▶ [Excerpt]:
Depends how complex the calc. is - if it is one I can program quickly, then fine.
The shell to run it is a matter of moments to do.

Or else, I could give it a go some time later if I have time.

Why not give a short overview of it, and I'll see what i think
about how easy it will be to do. May also see some computational
shortcuts too, you never know - I quite enjoy optimising computations.

Then again, if I don't have time to do it, and anyone else wants to have
a go at writing it in c, I can easily provide the shell.

It would run in a separate thread, and it just needs to check for a
global variable , bAction (say) frequently, like a fraction of a second between
checks.

If it ever changes to 1, save data to disk and return (shell is about to exit).

Also save every few minutes. (Or if you prefer, if it changes to 2, save and reset to 0,
and shell can set it to 2 every minute.)

Use a global szProgLocPath for location of file to save the data
to / read from at start up.

That's about it.

▶ [Apply what you read]:
**A.** In the forum post about the calculation shell, what should the thread do if the global variable bAction ever changes to 1?
**B.** Extend the forum post about the calculation shell past its final line.
The records aren't needed for this work.

▶ [Material supplied]:
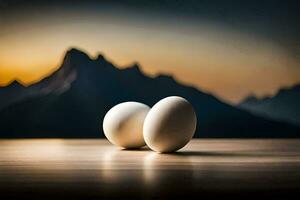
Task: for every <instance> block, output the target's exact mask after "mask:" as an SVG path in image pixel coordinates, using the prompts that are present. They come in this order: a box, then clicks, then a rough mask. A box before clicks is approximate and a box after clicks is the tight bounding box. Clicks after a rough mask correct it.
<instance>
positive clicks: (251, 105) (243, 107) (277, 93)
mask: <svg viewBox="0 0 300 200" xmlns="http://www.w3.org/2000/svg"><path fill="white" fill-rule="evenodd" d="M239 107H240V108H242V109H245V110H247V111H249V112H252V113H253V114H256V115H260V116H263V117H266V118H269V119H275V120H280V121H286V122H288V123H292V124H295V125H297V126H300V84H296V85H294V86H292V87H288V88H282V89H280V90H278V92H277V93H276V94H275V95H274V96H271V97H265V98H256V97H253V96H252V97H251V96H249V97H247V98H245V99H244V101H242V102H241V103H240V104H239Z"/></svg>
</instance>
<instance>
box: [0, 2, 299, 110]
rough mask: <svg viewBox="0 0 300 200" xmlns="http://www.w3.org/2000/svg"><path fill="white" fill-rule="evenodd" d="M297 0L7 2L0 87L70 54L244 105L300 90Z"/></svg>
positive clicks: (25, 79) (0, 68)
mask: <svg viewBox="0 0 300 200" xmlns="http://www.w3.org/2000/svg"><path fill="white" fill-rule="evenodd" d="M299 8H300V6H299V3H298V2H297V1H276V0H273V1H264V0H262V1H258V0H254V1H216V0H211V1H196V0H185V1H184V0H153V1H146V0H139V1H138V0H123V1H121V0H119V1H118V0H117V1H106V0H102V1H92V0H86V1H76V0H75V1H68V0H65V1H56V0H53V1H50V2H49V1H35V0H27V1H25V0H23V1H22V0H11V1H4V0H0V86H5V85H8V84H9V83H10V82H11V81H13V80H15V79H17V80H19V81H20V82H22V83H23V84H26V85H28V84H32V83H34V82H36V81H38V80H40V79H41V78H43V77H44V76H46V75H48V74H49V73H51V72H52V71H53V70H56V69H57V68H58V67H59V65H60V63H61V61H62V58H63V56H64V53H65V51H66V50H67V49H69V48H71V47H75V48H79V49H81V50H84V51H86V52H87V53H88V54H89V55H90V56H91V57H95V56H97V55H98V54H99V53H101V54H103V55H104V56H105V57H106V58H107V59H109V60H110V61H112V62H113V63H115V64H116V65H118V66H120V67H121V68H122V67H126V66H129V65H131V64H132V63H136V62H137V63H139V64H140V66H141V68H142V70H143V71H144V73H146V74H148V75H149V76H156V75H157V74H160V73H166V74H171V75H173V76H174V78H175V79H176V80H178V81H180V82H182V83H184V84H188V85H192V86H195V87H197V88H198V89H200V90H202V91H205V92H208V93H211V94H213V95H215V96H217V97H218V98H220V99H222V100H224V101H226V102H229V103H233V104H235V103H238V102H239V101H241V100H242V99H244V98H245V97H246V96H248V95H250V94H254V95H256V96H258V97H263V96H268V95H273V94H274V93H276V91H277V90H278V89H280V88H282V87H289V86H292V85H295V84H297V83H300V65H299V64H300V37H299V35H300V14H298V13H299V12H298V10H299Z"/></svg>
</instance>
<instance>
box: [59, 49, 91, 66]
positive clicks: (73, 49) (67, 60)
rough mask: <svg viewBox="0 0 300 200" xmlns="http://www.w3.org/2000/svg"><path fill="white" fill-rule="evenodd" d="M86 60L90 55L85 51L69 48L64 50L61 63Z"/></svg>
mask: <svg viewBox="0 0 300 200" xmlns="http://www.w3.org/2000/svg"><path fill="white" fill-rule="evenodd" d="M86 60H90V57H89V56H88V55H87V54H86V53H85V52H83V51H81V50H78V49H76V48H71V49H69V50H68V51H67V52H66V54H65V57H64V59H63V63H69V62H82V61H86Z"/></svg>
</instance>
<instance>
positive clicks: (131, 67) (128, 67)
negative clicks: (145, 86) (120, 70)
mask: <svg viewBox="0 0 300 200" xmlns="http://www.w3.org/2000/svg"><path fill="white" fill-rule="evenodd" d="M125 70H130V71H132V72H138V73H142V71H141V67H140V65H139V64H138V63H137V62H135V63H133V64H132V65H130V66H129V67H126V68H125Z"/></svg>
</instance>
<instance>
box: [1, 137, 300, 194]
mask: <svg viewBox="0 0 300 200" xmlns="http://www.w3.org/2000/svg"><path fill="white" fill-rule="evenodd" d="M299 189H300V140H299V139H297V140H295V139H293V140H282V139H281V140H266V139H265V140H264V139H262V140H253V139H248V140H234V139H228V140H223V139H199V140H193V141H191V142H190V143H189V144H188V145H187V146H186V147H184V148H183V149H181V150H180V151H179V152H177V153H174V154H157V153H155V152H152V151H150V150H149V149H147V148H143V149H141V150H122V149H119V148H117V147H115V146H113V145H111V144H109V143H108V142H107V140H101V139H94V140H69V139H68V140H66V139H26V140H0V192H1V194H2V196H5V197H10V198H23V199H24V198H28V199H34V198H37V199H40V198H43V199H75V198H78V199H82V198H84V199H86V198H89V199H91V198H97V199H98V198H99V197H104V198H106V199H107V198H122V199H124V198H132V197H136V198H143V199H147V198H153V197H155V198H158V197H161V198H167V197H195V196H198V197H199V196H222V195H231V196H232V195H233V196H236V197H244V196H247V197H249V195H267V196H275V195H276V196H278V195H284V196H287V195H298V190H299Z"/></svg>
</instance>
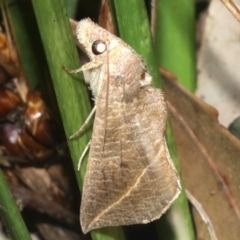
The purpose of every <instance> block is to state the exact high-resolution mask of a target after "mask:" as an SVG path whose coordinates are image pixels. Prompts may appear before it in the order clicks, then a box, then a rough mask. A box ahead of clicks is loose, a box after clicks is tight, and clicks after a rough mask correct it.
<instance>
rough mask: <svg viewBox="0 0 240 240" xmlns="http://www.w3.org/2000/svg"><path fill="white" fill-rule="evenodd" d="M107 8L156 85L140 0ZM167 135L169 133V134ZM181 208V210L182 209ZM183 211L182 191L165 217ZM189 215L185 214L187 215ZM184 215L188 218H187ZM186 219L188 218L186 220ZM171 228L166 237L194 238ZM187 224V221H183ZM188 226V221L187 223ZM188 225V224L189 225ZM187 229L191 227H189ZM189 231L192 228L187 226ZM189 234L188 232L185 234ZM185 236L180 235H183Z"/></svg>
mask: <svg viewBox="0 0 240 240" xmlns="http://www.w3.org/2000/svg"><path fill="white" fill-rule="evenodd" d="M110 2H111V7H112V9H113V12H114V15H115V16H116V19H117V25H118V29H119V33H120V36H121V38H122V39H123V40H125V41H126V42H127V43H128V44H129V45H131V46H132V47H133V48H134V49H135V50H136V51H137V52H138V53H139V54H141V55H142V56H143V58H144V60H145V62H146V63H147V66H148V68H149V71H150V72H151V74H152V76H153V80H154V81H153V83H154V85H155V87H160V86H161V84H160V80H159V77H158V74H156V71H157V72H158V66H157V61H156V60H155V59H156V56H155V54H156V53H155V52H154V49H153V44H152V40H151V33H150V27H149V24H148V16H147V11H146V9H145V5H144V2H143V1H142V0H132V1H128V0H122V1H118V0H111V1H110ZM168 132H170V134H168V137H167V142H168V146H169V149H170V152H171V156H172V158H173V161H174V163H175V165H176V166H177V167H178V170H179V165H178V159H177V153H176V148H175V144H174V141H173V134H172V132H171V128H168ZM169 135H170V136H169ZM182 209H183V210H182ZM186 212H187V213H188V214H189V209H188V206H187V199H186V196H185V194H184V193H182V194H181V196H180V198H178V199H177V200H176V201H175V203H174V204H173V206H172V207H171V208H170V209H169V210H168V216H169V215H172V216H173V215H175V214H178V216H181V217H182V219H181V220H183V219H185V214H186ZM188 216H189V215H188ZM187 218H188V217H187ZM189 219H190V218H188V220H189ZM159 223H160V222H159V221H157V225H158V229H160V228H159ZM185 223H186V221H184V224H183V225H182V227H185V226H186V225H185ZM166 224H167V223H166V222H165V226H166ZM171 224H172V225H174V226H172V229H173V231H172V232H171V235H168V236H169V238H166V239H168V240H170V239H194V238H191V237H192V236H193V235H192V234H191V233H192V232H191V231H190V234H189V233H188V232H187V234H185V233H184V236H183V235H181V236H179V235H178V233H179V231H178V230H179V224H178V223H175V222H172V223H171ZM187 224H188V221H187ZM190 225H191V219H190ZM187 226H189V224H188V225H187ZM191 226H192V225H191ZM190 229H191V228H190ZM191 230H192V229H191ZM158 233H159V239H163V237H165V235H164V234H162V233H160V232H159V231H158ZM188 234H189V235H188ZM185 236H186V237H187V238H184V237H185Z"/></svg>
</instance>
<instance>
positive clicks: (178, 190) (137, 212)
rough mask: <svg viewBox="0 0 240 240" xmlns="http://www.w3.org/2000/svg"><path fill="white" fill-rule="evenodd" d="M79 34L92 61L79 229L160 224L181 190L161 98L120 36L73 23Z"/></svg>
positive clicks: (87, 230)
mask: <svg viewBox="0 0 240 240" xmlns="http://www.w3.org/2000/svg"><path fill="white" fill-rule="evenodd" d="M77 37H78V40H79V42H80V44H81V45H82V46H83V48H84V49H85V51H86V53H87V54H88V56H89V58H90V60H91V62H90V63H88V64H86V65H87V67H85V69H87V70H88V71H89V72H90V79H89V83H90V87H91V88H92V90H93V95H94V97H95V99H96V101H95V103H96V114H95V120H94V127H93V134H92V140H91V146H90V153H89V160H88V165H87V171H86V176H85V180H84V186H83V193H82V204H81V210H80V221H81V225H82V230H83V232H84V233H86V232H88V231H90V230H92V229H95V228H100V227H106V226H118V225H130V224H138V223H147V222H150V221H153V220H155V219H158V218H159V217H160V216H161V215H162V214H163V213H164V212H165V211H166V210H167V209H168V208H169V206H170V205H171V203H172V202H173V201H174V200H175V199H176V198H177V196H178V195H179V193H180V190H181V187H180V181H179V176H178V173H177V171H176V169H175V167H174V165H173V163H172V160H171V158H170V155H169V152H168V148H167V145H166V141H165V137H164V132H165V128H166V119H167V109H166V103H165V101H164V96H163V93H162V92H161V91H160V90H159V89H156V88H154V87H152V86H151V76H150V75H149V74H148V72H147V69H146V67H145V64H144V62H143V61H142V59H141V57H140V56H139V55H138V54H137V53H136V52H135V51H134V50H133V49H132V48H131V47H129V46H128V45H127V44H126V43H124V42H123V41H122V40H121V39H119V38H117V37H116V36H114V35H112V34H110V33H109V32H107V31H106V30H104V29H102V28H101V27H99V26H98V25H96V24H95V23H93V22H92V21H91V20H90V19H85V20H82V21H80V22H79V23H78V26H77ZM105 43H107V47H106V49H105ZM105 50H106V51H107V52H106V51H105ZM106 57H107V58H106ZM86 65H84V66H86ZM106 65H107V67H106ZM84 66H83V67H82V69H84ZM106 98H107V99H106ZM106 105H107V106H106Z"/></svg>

---

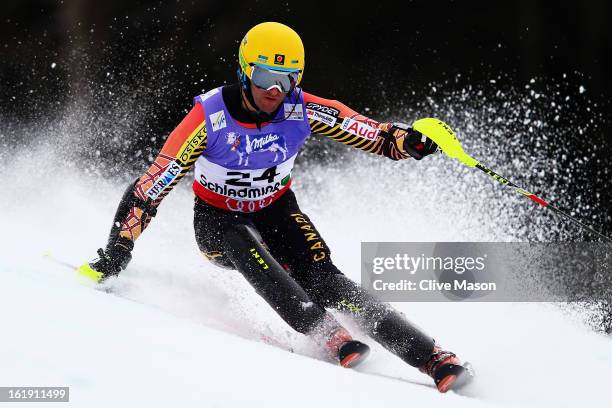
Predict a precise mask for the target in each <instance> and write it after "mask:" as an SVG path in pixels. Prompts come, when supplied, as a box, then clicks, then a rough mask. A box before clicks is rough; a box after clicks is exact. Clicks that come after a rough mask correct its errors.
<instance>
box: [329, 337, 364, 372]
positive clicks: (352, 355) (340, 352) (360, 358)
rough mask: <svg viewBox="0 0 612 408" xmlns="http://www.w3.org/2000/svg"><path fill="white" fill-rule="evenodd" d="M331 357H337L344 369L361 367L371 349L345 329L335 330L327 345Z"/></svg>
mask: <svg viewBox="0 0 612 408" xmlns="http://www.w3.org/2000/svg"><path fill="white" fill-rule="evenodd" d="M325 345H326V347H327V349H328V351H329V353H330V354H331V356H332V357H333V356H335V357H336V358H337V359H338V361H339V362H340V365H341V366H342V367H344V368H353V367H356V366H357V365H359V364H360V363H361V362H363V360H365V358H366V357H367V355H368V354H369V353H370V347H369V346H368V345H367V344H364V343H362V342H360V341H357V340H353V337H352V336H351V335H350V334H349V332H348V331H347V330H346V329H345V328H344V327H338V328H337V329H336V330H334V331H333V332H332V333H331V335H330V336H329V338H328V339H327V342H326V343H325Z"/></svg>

▶ [Results]:
**A.** It should save the data to disk and return.

**B.**
Robert

🔗Paul H. Erlich <PERLICH@...>

1/31/2001 1:18:39 PM

Robert Walker wrote,

>Why not give a short overview of it, and I'll see what i think
>about how easy it will be to do. May also see some computational
>shortcuts too, you never know - I quite enjoy optimising computations.

OK. For the dyadic case, first you calculate all the ratios such that the
product does not exceed a certain limit. Then either:

(a) calculate the mediants between the adjacent ratios, and assign each of
the original ratios a "width" according to the distance between the mediants

(b) assign a "width" to each ratio based on an approximate formula (this
approach will have to be used for the triadic case since no one has figured
out how to generalize mediants to 2-d).

Now, for the interval in question (often, every cents value from 0 to 2400),
construct a bell curve centered around that interval and with the particular
standard deviation you've assumed. Assign a probability to each of the
original set of ratios: the probability is proportional to the product of
the ratio's "width" times the height of the bell curve at that ratio.
Finally, calculate the following sum over all the probabilities p:

entropy = -sum(p*log(p))

Does this make sense? If so, I'll proceed to explain the triadic case (which
is virtually identical in concept).

🔗genewardsmith@...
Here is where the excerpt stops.